Stored dataset items
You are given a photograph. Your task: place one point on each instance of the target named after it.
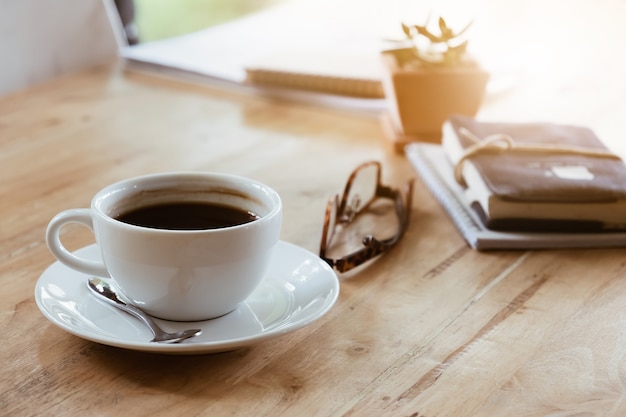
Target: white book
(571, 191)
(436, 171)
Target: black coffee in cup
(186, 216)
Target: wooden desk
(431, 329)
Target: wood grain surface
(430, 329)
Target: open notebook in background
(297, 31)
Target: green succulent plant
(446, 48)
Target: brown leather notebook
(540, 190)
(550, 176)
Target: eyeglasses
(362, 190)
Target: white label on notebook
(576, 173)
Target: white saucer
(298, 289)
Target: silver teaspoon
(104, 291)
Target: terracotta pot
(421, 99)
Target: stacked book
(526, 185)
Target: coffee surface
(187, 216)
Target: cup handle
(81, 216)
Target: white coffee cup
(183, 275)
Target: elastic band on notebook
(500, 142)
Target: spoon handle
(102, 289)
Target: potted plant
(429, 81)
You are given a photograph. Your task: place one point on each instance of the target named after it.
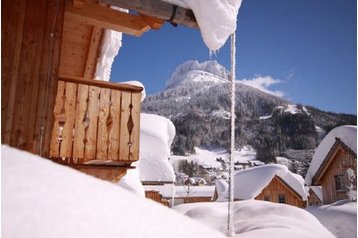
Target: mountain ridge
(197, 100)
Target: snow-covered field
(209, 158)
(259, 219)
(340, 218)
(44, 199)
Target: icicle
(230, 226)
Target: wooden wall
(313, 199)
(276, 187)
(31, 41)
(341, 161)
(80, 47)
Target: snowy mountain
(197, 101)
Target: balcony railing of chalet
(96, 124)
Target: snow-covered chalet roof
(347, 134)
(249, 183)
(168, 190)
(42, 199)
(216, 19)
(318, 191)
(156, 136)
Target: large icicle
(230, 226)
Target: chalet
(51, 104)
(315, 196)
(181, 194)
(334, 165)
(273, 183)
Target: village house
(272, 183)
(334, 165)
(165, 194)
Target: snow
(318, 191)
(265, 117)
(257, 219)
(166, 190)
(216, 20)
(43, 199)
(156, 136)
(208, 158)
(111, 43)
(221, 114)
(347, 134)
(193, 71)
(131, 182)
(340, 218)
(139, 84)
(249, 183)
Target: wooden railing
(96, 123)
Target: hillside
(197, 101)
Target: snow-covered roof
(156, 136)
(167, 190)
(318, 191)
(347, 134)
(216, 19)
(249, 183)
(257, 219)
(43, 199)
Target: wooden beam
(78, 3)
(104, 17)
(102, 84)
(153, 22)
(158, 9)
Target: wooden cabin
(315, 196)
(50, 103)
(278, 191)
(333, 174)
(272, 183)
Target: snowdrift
* * *
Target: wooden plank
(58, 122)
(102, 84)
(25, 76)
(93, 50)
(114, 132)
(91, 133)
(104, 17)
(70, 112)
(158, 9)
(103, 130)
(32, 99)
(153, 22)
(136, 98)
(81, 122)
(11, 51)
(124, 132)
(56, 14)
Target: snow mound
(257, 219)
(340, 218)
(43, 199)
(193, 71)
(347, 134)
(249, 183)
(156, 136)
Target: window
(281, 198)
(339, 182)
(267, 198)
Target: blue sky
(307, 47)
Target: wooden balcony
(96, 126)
--
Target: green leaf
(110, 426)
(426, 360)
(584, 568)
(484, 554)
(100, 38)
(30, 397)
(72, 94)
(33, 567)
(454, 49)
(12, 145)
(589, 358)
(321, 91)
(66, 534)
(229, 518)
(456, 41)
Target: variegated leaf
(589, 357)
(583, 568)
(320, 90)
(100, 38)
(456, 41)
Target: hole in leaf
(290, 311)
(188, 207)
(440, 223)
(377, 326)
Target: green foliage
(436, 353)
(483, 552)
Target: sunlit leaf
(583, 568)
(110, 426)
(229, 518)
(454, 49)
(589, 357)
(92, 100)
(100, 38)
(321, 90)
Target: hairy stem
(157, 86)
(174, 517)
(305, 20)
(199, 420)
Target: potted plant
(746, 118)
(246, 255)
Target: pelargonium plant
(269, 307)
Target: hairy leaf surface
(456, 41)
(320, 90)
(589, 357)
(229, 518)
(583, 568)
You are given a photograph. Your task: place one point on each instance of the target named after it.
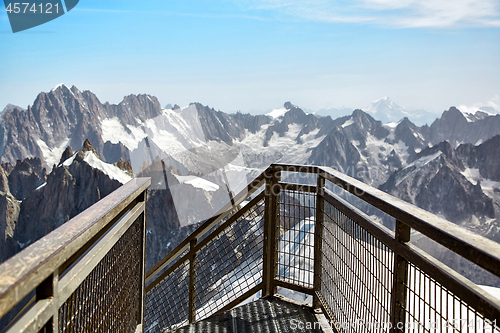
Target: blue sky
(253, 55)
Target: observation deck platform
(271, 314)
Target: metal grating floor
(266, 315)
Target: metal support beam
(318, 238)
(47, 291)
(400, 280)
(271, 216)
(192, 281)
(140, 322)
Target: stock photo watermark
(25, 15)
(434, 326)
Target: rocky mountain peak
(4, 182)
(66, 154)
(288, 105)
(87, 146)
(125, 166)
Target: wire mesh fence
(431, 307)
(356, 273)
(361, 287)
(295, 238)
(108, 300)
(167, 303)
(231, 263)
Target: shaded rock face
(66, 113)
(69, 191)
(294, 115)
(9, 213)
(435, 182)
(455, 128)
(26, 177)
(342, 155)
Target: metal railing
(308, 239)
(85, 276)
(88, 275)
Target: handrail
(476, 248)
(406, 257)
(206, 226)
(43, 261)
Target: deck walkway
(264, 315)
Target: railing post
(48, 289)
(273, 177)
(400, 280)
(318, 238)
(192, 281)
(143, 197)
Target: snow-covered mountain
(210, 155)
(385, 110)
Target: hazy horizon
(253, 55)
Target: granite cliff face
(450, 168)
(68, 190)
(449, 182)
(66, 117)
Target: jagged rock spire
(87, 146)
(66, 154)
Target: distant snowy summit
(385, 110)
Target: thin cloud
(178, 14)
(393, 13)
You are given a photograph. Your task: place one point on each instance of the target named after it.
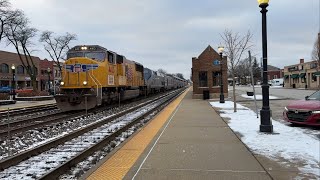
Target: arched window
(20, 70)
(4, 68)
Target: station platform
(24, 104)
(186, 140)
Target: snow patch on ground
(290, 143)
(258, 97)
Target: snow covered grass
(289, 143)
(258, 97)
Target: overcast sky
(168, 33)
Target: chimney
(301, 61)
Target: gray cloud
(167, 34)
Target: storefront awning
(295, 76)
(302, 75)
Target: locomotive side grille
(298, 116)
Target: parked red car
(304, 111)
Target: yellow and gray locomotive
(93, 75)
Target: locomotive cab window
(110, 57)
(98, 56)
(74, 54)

→ **WHAT YOU SHOULD DO**
Look above for the line with "Target: snow-covered roof"; retype exactly that line, every line after it up to the line with "Target: snowdrift", and that line too, nothing else.

→ **SOLUTION TO THE PROBLEM**
Target: snow-covered roof
(156, 136)
(167, 190)
(318, 191)
(347, 134)
(216, 19)
(249, 183)
(257, 219)
(43, 199)
Target: wooden beam
(78, 3)
(104, 17)
(102, 84)
(153, 22)
(158, 9)
Target: wooden cabin
(315, 196)
(50, 103)
(278, 191)
(333, 174)
(272, 183)
Target: snowdrift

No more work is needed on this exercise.